### [PROBLEM]
Copy out each line featuring the string "candy" from the entries beneath.

Segment Open

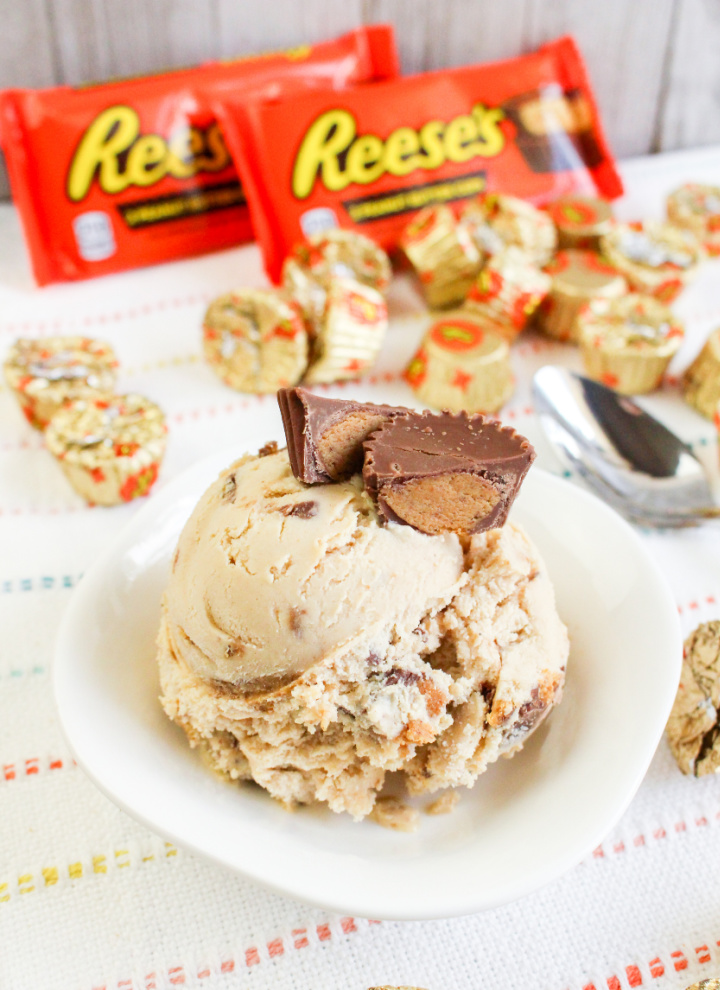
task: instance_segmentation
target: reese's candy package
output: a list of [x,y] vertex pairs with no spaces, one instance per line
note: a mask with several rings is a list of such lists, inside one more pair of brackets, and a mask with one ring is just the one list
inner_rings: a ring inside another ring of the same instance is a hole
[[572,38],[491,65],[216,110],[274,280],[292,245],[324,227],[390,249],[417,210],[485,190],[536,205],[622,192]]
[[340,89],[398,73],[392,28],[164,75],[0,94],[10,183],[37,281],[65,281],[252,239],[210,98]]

Segment Closed
Segment Open

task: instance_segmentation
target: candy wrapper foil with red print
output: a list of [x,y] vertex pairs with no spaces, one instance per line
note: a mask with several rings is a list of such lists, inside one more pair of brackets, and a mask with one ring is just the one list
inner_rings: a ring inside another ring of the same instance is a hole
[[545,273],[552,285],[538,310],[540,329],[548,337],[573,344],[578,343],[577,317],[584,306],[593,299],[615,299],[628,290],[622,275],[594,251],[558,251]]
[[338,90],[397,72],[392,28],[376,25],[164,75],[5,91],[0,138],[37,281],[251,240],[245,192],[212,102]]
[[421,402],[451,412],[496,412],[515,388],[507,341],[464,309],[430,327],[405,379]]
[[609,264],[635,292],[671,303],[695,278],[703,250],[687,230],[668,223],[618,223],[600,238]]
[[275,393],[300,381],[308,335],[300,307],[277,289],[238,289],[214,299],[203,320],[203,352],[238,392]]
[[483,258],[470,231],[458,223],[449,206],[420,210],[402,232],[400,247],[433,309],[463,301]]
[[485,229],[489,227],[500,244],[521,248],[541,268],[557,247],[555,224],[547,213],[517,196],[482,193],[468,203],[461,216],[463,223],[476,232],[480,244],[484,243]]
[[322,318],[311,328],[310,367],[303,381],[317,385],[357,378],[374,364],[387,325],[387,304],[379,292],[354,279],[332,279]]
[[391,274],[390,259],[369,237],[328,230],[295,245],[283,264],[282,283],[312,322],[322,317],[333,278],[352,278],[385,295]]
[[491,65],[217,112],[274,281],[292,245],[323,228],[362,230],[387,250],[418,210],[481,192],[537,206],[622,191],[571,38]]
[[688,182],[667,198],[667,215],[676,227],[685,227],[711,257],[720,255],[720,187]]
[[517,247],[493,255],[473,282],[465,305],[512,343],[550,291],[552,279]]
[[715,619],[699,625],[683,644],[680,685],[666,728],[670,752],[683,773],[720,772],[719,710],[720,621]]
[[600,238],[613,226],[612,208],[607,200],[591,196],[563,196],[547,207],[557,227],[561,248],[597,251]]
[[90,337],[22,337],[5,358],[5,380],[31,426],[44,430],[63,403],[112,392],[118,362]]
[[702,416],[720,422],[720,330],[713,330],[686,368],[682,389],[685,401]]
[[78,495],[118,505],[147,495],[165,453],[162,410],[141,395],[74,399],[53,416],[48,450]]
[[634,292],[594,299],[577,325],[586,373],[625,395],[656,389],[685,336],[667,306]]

Segment Closed

### [THE ANSWER]
target: reese's candy package
target: candy wrapper foil with red print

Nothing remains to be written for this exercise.